# Selected passage
For a palate cleanser, look no further than Masterminds (2015), the criminally under-sung Zach Galifianakis and Kristen Wiig comedy masterpiece based on the true story of David Ghantt and one of the biggest cash heists in American history.4 If the plot itself doesn’t hook you, perhaps you’ll be interested in the scene where David’s underwear is stuffed with bundles of bills and he struts through the airport in a disguise of dirty sweatpants and tank top, long blonde wig, orange cat-eye contact lenses, and cowboy boots.
Or maybe the engagement photo shoot featuring Kate McKinnon and “Only Time” by Enya is more your speed.
If none of this is sufficiently convincing, I fear I simply cannot reach you, and I wish you a blessed day.
Haiku round-up
If I ordered some short poems for the table, would you have some?
Monday, May 5
Expecting a cat, I peek around the curtain A woodchuck stares back
Tuesday, May 6
Bitterness returns if you don’t stay vigilant Love, flush it away
Wednesday, May 7
Today I am armed with a restful night of sleep Stress? I don’t know her.

# Data excerpt
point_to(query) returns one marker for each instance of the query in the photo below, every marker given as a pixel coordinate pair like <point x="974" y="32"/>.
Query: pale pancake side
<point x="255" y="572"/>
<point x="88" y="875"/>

# Work instructions
1. From the passage on Masterminds and the haiku round-up, return the stretch from "For a palate" through "more your speed." word for word.
2. In the passage on Masterminds and the haiku round-up, what stares back at the speaker in the haiku for Monday, May 5?
3. Extend the passage on Masterminds and the haiku round-up, picking up after its final line.

# Per-task answers
1.
For a palate cleanser, look no further than Masterminds (2015), the criminally under-sung Zach Galifianakis and Kristen Wiig comedy masterpiece based on the true story of David Ghantt and one of the biggest cash heists in American history.4 If the plot itself doesn’t hook you, perhaps you’ll be interested in the scene where David’s underwear is stuffed with bundles of bills and he struts through the airport in a disguise of dirty sweatpants and tank top, long blonde wig, orange cat-eye contact lenses, and cowboy boots.
Or maybe the engagement photo shoot featuring Kate McKinnon and “Only Time” by Enya is more your speed.

2. A woodchuck stares back.

3.
Thursday, May 8
There’s something about a warm, sleepy creature’s trust An honor to earn
Friday, May 9
Morning opens wide, blue unfurled under the eye of a silent hawk
Saturday, May 10
Without agenda, wild possibilities swirl A mass of maybe
Sunday, May 11
To follow a whim to lose yourself in a task to build something real
Until next time
As mentioned at the top, paid subscriptions are now a (fully optional) thing here! I’m literally sweating just thinking about it, but I do put a good amount of time into writing these letters every week, and after a year of never missing a Monday, I think I’ve proven to myself that I can keep up the habit. My plan is to keep these miscellany posts free to all, paid or not, and start introducing some bonus posts here and there which might be behind a paywall—please forgive my chaos, I’m figuring it out as I go.
That said, please let me know if you have any feedback! Favorite parts of the newsletter, what you’d like to see more of, questions for me, subject ideas for future bonus posts, or whatever else. I’m truly all ears. And I’m so grateful that you’re here.
See you next Monday, and until then, *laughs in villain*
—Emily
“Etc” autocorrected to “Ted” the first time I typed it. Welcome to Monday Miscellany, where your friend Emily gets long-winded about books, movies, and Ted. Love that guy.
Thank you to Haymarket Books for my early copy!
Hi Emily ♥︎
Which, I might add, happened just down the road from me in Charlotte, NC. Not to brag!!
Yay! Congrats on a whole dang year!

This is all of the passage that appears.